Text shown -
I have 2 drop down menu's, one called Country, and the other called City. When the user chooses a country from the Country drop down menu (hereafter a drop down menu will be referred to as a DDM for brevity), I want the City DDM to show all the cities in that particular country.

I have a relation (called location) in the database of the following simple form (with some entries):

id country city
    1  India  New Delhi
    2  India  Hyderabad
    3   USA    San Diego
    4   USA    Palo Alto

This is the code I wrote :

<html>
<head>
<title>Admin Page</title>
</head>

<script type="text/javascript" src="http://ajax.googleapis.com/
ajax/libs/jquery/1.4.2/jquery.min.js"></script>

<script type="text/javascript">
    $(document).ready(function()
    {
        $(".country").change(function()
        {
            var country=$(this).val();
            var dataString = 'country='+ country;
            alert(dataString);
            $.ajax
            ({
                type: "POST",
                url: "getcity.php",
                data: dataString,
                dataType : html,
                cache: false,
                success: function(data, textStatus)
                {
                    alert(textStatus);
                    $(".city").html(data);
                } 
            });

        });
    });
</script>

<body>

<br />
<legend><h2>Welcome Admin!</h2></legend>


<?php
include('db.php');

$sql="SELECT distinct country FROM location"; 
$result=mysqli_query($con, $sql); 

if (!$result)

Recorded data -
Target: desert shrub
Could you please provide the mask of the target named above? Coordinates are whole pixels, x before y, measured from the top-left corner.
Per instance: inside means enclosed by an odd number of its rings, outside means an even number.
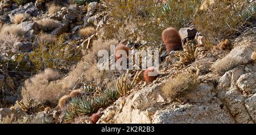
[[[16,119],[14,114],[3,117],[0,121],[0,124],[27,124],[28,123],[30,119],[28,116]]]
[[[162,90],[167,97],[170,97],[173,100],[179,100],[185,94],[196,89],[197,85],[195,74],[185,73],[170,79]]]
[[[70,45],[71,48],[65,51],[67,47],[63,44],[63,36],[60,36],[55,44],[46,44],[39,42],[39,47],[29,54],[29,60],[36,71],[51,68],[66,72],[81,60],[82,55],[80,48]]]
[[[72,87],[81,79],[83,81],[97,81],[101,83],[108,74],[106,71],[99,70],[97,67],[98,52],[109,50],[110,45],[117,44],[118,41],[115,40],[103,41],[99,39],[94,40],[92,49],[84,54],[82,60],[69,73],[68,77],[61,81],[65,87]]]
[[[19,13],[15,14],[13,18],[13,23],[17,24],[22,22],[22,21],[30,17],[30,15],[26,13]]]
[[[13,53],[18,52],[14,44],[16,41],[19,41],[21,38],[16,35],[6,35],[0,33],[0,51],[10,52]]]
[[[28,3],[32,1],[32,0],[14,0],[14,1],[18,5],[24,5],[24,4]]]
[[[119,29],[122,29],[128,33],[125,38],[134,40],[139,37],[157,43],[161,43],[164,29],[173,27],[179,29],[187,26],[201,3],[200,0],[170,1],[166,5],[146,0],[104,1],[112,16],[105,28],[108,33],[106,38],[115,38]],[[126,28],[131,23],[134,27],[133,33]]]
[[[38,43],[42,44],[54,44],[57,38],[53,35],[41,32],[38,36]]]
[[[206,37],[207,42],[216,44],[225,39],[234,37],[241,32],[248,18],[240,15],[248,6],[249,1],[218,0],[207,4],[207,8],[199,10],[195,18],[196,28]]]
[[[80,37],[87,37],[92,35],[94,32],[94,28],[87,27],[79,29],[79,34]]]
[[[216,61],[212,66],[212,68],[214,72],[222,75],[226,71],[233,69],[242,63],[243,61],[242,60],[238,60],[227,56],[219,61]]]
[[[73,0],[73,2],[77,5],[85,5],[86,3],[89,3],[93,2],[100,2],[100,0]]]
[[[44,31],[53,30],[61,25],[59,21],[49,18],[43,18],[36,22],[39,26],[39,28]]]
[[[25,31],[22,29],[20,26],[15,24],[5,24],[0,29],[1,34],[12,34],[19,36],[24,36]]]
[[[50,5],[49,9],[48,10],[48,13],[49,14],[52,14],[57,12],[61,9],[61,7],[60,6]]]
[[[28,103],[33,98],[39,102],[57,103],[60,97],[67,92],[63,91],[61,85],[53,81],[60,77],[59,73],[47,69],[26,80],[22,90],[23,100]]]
...
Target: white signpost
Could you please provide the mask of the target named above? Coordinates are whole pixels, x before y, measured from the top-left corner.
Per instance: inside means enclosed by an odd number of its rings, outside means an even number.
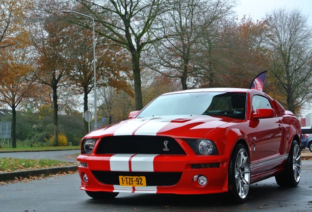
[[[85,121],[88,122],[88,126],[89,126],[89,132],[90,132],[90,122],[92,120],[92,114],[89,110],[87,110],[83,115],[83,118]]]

Direction -
Answer from the drop-down menu post:
1. What abbreviation does the writer adopt for "drop down menu"?
2. Which cities are listed for USA in the location relation?
3. To which file does the AJAX request send its POST?

Solution to the problem -
1. DDM
2. San Diego and Palo Alto
3. getcity.php